**Short task**. Drop all images and give the records again exactly.

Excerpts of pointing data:

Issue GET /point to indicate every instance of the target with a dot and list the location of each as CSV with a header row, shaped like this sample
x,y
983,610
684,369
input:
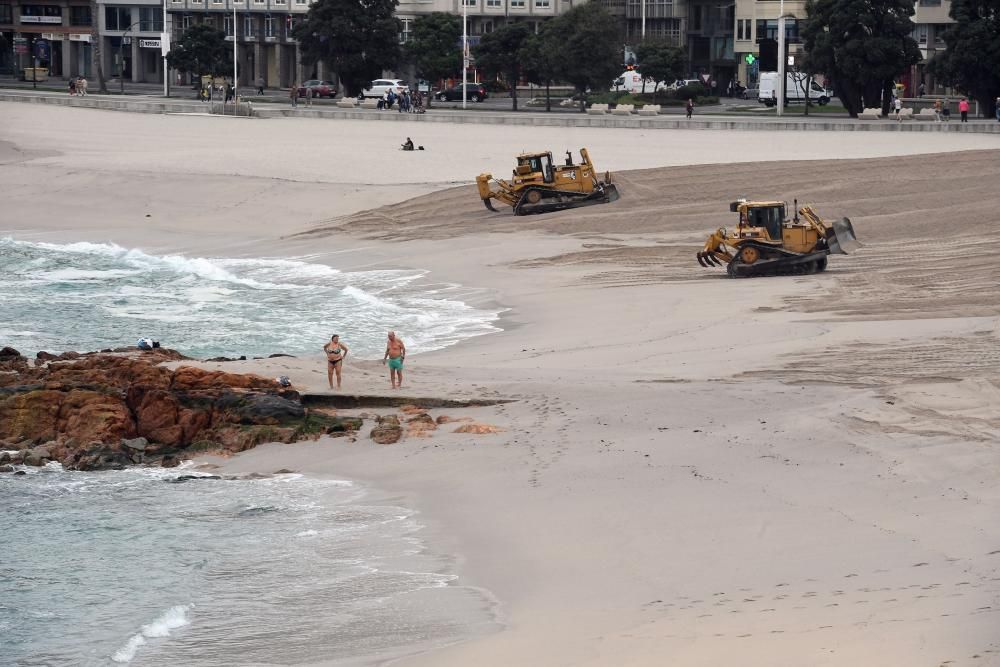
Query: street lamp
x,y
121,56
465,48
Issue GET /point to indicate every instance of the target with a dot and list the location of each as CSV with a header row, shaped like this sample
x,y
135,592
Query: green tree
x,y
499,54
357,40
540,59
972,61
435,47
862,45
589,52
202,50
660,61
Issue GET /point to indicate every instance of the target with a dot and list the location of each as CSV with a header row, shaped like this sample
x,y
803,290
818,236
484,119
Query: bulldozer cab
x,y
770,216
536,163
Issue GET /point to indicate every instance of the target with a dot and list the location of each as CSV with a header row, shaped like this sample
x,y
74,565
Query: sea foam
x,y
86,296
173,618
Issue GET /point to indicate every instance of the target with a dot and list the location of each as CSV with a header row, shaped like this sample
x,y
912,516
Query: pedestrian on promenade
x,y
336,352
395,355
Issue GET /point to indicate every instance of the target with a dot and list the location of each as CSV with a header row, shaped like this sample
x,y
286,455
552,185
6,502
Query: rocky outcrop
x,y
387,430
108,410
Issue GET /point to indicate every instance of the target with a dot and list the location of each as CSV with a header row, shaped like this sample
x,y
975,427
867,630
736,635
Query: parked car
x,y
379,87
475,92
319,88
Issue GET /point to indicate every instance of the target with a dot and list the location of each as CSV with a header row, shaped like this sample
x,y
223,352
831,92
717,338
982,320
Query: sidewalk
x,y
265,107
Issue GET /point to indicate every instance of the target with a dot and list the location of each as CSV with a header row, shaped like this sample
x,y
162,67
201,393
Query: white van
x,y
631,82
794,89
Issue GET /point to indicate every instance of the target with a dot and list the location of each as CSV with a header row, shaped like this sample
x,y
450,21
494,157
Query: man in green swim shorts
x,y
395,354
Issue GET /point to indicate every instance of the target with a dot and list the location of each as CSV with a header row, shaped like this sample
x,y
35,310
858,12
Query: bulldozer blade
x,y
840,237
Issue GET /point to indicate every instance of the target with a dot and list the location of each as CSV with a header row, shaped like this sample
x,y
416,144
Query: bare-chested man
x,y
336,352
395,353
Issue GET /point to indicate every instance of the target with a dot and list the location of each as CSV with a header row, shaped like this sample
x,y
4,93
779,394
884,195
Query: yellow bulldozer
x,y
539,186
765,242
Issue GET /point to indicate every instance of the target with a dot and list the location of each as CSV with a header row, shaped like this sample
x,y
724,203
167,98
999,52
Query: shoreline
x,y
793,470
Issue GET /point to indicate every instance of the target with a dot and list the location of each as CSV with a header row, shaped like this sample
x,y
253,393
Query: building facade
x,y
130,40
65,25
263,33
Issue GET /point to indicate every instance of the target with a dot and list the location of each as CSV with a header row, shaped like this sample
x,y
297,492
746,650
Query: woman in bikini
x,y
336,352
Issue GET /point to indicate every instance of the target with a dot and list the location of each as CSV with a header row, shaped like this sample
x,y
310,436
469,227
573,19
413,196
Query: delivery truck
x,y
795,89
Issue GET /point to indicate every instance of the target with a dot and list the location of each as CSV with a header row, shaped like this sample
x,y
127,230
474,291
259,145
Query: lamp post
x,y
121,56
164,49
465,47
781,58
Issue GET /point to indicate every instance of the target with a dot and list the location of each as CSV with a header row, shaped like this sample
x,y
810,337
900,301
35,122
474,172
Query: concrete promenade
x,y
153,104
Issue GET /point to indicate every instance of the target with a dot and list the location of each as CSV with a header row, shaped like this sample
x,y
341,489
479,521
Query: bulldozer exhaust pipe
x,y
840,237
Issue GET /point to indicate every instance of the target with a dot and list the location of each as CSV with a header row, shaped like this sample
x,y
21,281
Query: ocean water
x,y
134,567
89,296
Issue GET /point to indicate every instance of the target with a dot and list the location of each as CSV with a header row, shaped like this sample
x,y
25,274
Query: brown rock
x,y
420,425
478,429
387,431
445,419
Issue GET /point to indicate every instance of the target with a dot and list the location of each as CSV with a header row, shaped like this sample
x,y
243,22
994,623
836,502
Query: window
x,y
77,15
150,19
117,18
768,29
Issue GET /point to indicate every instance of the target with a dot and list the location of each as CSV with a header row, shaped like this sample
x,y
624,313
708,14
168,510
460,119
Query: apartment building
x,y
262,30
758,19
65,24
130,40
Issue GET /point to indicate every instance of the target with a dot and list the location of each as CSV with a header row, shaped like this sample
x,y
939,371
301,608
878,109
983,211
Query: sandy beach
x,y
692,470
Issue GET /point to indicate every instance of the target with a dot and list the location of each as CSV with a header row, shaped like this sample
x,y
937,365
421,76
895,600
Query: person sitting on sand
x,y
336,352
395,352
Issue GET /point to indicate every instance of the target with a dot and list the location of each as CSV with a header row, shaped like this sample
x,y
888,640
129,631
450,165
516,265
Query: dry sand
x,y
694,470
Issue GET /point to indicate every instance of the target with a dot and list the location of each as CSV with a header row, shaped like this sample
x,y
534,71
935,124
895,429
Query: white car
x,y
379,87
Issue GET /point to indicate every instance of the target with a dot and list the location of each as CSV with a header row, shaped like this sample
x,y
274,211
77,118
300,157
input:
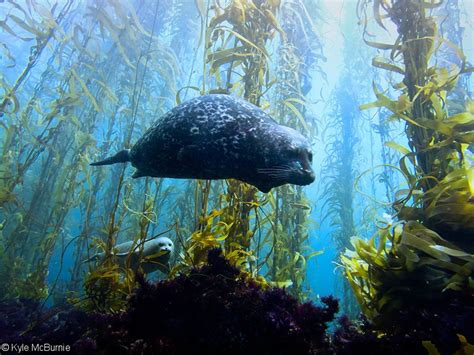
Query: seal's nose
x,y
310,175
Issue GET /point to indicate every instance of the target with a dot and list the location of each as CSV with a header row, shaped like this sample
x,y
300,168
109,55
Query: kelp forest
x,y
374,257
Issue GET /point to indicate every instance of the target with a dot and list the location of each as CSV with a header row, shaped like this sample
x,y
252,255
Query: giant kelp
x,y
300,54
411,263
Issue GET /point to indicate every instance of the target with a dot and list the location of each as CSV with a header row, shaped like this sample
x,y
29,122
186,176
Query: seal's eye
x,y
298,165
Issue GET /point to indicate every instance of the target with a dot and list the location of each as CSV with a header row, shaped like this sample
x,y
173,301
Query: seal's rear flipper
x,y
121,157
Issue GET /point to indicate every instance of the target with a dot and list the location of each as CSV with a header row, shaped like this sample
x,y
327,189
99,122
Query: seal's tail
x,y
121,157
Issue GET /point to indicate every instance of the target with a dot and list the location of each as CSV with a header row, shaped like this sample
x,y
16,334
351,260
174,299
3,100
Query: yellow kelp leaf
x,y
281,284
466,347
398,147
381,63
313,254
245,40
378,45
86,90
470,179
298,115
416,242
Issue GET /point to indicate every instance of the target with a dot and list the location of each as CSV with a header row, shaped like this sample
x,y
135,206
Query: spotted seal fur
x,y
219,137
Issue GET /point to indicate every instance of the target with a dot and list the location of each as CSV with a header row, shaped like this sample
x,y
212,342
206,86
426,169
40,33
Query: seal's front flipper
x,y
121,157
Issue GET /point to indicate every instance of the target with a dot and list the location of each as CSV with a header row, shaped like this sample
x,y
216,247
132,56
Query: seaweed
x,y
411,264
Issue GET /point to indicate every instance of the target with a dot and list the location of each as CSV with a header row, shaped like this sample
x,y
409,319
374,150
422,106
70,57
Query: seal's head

**The response**.
Issue GET /point to indicate every instance of the target with a dot and list the location of each as CSV with a header row, shaped like this sample
x,y
983,610
684,369
input:
Query: street lamp
x,y
121,56
465,48
Issue GET /point to indicate every instance of the target with a dot and list the location of each as CSV with a header row, shaped like this sample
x,y
135,592
Query: green tree
x,y
499,54
357,40
540,59
972,61
435,47
862,45
589,52
202,50
660,61
Issue GET /point to indicate every instance of the target with a dot and list the location of each as CSV with a header row, shaped like this sample
x,y
803,290
818,236
484,119
Query: bulldozer cab
x,y
770,216
536,163
Issue GET /point to indicate every instance of the target with a dot and list the location of each as CSV with a header row, shaped like this sample
x,y
74,565
Query: sea foam
x,y
86,296
173,618
Issue GET /point to indicate every instance of the target with a dot and list the location of each as CSV with a header row, shaped like this sample
x,y
912,516
Query: pedestrian on promenade
x,y
336,352
395,355
Issue GET /point to indicate every instance of the target with a dot and list the location of each as CSV with a header row, shaped like this sample
x,y
286,455
552,185
6,502
Query: rocky outcrop
x,y
387,430
108,410
Issue GET /point to indicate every instance of the target with a dot and list the location of each as CSV with a header row, shaped like this sample
x,y
975,427
867,630
736,635
Query: parked car
x,y
379,87
475,92
319,88
Issue GET /point to indicate every instance of the target with a dot and list the location of each as CSV with a header row, shaped like this sample
x,y
223,352
831,92
717,338
982,320
Query: sidewalk
x,y
265,107
Issue GET /point to indicate every instance of the target with a dot and list the location of each as CSV with a header row, shaped like this sample
x,y
162,67
201,393
Query: white van
x,y
631,82
794,89
Issue GET /point to indicate every instance of the target with a dot and list the location of each as CSV with a header row, shaped like this sample
x,y
450,21
494,157
Query: man in green swim shorts
x,y
395,354
Issue GET /point to indicate every instance of the target with a dot and list the location of each as CSV with a header row, shaped like this sample
x,y
35,310
858,12
Query: bulldozer blade
x,y
840,237
Issue GET /point to indicate every instance of the target with a dot and list the location of each as CSV with a header row, shaped like this sample
x,y
416,144
Query: bare-chested man
x,y
336,352
395,353
Issue GET /point to indicate every instance of the target with a dot and list the location of each as CSV with a header row, shaped like this sample
x,y
4,93
779,394
884,195
Query: yellow bulldozer
x,y
539,186
765,242
Issue GET /point to indicate every instance of the target with a dot and list the location of each as CSV with a header row, shaped like this sample
x,y
724,203
167,98
999,52
Query: shoreline
x,y
793,470
Issue GET /point to indicate every instance of the target with a dot and list the location of each as CSV with a header row, shaped like this sample
x,y
253,393
Query: building facade
x,y
130,40
65,25
263,33
Issue GET /point to indicate every instance of the target with a dot and list the location of each as CSV with a header row, shaped like this sample
x,y
297,492
746,650
Query: woman in bikini
x,y
336,352
Issue GET /point to indicate every instance of the target with a dot and list the location of each as CSV with a header row, shaped like this sample
x,y
310,436
469,227
573,19
413,196
Query: delivery truck
x,y
795,89
Issue GET /point to indicate every instance of the target with a dot and list the location of each as CSV with a header row, shaped like this sample
x,y
127,230
474,291
259,145
Query: lamp post
x,y
121,56
164,49
465,47
781,58
Issue GET /point to indicate every instance of the target with a dot and list the location of each as CSV with a header row, shaped like this sample
x,y
810,337
900,301
35,122
474,172
Query: concrete promenade
x,y
153,104
Issue GET /point to indicate every instance of the target with a dot and list the location of each as CSV with a header row, shaped like this sample
x,y
341,489
479,521
Query: bulldozer exhaust pipe
x,y
840,237
Issue GET /point to indicate every instance of the target with a dot and list the location of each as CSV with a header row, shaped like this sample
x,y
21,281
Query: ocean water
x,y
134,567
89,296
Issue GET /point to indicate every instance of the target with a dot and list the location of each as CSV with a header row, shaped like this sample
x,y
25,274
Query: brown rock
x,y
420,425
478,429
387,431
445,419
Issue GET /point to indicate every instance of the target with a dot and list the location of each as CSV with a header row, shaped like this sample
x,y
243,22
994,623
836,502
Query: window
x,y
77,15
150,19
117,18
768,29
Issue GET /point to indicate every instance of the target with a dot and list the location of each as CSV with a header row, shaped like this sample
x,y
624,313
708,14
168,510
460,119
Query: apartment building
x,y
262,30
758,19
65,24
130,40
Issue GET /point to indicate every instance of the target with a dot and list the location of each as CSV with a header row, shaped like this sample
x,y
939,371
301,608
878,109
983,211
Query: sandy beach
x,y
692,470
Issue GET /point to indicate every instance of the target with a dot and list the location of each as CSV with a header row, shaped like this sample
x,y
937,365
421,76
895,600
Query: person sitting on sand
x,y
336,352
395,352
Issue GET /point to indicate every instance of the target with a dot and list the location of each as CSV with a header row, shaped like this sample
x,y
888,640
129,631
450,165
516,265
Query: dry sand
x,y
694,470
Issue GET /point to indicate every instance of the target with a dot and list the location of each as CSV with a header row, shaped like this sample
x,y
534,71
935,124
895,429
Query: white car
x,y
379,87
Issue GET /point to indicate every instance of the target with a dot and list the location of each as CSV with a header row, shaped like this sample
x,y
274,211
77,118
300,157
input:
Query: seal's nose
x,y
310,175
Issue GET /point to indicate every instance of the target with a dot and list the location of each as CSV with a header row, shaped like this sample
x,y
300,168
109,55
Query: kelp forest
x,y
374,257
Issue GET /point to indicate every instance of the target with a dot and list the location of each as CSV with a header row, shaped like this sample
x,y
252,255
Query: giant kelp
x,y
300,54
411,263
Issue GET /point to indicate every instance of the target with a dot and list the location of each as CSV with a header row, shaped like this sample
x,y
29,122
186,176
Query: seal's eye
x,y
298,165
Issue GET /point to indicate every instance of the target with a dot and list the location of each as CSV with a header row, shaped like this sample
x,y
173,301
Query: seal's rear flipper
x,y
121,157
Issue GET /point to indicate every instance of the target with a dot and list the location of each as CSV with a header row, shaped like this sample
x,y
327,189
99,122
Query: seal's tail
x,y
121,157
Issue GET /point to indicate every instance of the target with a dot and list the location of each as CSV with a header row, shaped like this sample
x,y
16,334
351,260
174,299
3,100
Query: yellow kelp leaf
x,y
281,284
466,347
398,147
381,63
313,254
245,40
378,45
86,90
470,179
298,115
416,242
Issue GET /point to indicate every instance of the target with a dot and list the location of each as CSV with a header row, shaped like this sample
x,y
135,206
Query: spotted seal fur
x,y
219,137
Issue GET /point to indicate every instance of the target with a dot and list the location of each as CSV with a header row, shaped like this sample
x,y
212,342
206,86
426,169
40,33
Query: seal's front flipper
x,y
121,157
Issue GET /point to indicate every instance of the target with a dot and list the location of each as CSV with a header row, shaped like this sample
x,y
216,247
132,56
Query: seaweed
x,y
411,264
Issue GET /point to indicate every instance of the target with a dot and list the location of each as CSV with a header row, shaped like this sample
x,y
409,319
374,150
422,106
70,57
Query: seal's head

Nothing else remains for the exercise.